• Try it
Reproduce the items below without any change, from their first line up to and including the line that contains "99L1035 81L1013 77L1001".

═══ Extracted material ═══

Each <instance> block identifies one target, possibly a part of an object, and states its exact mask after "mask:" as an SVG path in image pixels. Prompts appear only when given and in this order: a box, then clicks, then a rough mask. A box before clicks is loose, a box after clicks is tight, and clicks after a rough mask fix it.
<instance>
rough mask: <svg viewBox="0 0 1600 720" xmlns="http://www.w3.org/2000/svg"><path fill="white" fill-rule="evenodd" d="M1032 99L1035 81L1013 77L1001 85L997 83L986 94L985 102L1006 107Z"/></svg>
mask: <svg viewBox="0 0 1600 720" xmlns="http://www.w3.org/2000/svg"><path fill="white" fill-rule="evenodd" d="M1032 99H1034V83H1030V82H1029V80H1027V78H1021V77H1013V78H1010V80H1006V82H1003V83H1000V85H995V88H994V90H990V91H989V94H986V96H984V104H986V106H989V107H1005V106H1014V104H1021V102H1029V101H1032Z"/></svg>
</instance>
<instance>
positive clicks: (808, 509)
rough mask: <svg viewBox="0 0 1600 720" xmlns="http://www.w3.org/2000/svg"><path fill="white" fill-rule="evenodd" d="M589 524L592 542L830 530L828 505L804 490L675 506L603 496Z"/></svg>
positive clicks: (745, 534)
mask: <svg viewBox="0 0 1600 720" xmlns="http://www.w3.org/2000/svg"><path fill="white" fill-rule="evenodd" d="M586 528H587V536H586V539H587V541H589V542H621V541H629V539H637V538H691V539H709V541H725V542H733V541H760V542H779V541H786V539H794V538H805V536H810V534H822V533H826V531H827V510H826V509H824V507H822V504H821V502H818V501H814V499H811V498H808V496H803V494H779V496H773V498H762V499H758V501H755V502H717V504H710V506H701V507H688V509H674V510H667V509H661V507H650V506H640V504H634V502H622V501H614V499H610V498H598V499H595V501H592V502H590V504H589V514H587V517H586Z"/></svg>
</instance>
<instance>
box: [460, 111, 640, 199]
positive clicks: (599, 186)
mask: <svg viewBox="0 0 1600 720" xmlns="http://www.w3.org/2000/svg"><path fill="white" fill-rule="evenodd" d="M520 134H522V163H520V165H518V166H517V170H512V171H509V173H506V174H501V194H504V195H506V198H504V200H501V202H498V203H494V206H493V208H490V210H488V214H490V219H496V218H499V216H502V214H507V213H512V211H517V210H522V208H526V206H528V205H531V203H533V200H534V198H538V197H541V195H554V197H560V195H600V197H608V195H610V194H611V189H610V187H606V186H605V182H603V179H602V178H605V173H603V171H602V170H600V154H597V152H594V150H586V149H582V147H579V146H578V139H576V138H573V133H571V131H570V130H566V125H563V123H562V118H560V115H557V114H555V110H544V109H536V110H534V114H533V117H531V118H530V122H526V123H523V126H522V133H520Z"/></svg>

═══

• Task response
Each <instance> block identifies one target, possibly a part of an object, and states its exact mask after "mask:" as an SVG path in image pixels. Prompts appear only when given and in this order: a box, then clicks, then a rough mask. A box before clicks is loose, a box after clicks is tight, and clicks after a rough mask fix it.
<instance>
rough mask: <svg viewBox="0 0 1600 720" xmlns="http://www.w3.org/2000/svg"><path fill="white" fill-rule="evenodd" d="M1032 99L1035 81L1013 77L1001 85L997 83L986 94L985 102L1006 107Z"/></svg>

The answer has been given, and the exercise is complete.